* **Task brief**
Would you transcribe each of the entries exactly, with nothing added or dropped?

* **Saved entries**
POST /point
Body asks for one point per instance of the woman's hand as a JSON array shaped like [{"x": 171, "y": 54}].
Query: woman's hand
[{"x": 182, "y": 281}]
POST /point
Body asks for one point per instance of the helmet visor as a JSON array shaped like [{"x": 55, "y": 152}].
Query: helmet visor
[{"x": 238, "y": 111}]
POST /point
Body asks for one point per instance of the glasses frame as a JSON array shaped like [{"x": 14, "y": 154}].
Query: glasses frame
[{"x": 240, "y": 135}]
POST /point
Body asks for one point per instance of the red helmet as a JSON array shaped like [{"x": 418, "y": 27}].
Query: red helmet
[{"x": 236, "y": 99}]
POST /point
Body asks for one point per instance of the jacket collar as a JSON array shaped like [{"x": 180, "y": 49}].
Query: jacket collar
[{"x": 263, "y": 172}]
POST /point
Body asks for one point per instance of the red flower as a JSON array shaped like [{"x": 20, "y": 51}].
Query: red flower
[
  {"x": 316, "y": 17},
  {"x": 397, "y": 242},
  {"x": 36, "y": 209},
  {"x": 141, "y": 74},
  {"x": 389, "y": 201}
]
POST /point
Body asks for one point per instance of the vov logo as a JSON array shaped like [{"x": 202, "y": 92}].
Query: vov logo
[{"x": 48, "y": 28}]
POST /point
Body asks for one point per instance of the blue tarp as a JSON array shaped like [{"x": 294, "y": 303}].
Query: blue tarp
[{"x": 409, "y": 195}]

* **Solved problem**
POST /point
Body asks for one point per instance of the woman's hand as a JSON array shaped like [{"x": 171, "y": 54}].
Query: woman's hand
[{"x": 182, "y": 281}]
POST /point
Body asks for one point per instance of the helmet visor as a JSON array shaped like [{"x": 55, "y": 152}].
Query: helmet visor
[{"x": 238, "y": 111}]
POST /point
Body asks for one point per instance of the glasses frame as a JSON array shaped like [{"x": 14, "y": 154}].
Query: glasses frame
[{"x": 240, "y": 135}]
POST /point
Body asks for one point per instance of the red helmet as a JSON array shaped like [{"x": 418, "y": 27}].
Query: red helmet
[{"x": 236, "y": 99}]
POST /point
Body asks for one point per instance of the jacket collar as a JSON array shaped like [{"x": 180, "y": 49}].
Query: jacket collar
[{"x": 263, "y": 172}]
POST /point
Body asks for one point per instance of the red flower as a JSON array shaped like [{"x": 20, "y": 51}].
Query: red flower
[
  {"x": 316, "y": 17},
  {"x": 397, "y": 242},
  {"x": 36, "y": 209},
  {"x": 141, "y": 74},
  {"x": 389, "y": 201}
]
POST /point
Body asks for one point per instance of the vov logo as a JSON array shaped like [{"x": 202, "y": 92}].
Query: vov logo
[{"x": 48, "y": 28}]
POST /point
Body asks for one point per instance of the blue tarp as a JSON array shaped like [{"x": 294, "y": 303}].
Query: blue tarp
[{"x": 409, "y": 195}]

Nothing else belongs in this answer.